Segment Start: RECORDS SHOWN
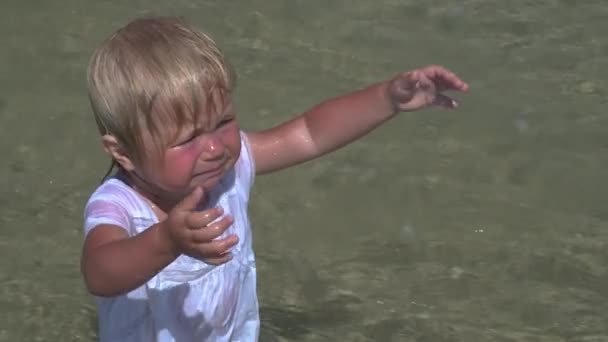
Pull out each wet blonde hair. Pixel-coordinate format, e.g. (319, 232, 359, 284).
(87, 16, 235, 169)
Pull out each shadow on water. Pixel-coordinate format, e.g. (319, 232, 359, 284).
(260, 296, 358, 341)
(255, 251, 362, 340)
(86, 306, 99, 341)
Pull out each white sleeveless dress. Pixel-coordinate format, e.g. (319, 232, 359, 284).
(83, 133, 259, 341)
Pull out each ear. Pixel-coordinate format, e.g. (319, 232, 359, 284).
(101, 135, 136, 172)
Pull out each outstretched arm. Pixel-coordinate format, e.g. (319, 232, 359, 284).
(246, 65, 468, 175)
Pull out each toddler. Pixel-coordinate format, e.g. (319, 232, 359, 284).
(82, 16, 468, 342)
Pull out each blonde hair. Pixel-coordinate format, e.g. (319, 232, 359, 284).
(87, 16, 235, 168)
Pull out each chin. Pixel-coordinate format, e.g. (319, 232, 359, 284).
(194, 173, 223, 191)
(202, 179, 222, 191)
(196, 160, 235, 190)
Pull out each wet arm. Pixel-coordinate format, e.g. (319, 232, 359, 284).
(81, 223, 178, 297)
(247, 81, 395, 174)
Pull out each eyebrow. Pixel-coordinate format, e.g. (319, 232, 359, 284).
Segment End: RECORDS SHOWN
EXERCISE REQUIREMENTS:
A word-for-word retyping of every record is required, without the pictures.

REPLY TO THE EXERCISE:
Pull out each wet blonde hair. Pixel-coordinate format, e.g. (319, 232, 359, 284).
(87, 16, 235, 169)
Pull out each shadow on water. Pixel-coordinate format, e.g. (319, 232, 359, 284).
(260, 296, 358, 341)
(255, 251, 362, 340)
(86, 306, 99, 341)
Pull out each white sleeveless dress. Pixel-coordinate format, e.g. (319, 232, 359, 284).
(83, 133, 259, 341)
Pull out each ear. Pixel-coordinate format, e.g. (319, 232, 359, 284).
(101, 135, 136, 172)
Pull out each outstretched arm. Pixel-coordinate format, e.g. (319, 232, 359, 284).
(246, 65, 468, 175)
Pull out each toddler. Pixel-coordinate format, e.g. (319, 232, 359, 284).
(82, 16, 468, 342)
Pull out each blonde hair. Pixel-coordinate format, e.g. (319, 232, 359, 284).
(87, 16, 235, 168)
Pull out each chin. Pixel-coordinate format, e.g. (319, 232, 359, 284).
(194, 173, 223, 191)
(202, 179, 222, 191)
(196, 160, 235, 190)
Pull out each wet arm. Pixel-coordinate format, e.g. (319, 232, 359, 284).
(81, 223, 178, 297)
(247, 81, 395, 174)
Pull out each eyebrow. Pixel-coordinate format, e.g. (319, 232, 359, 284).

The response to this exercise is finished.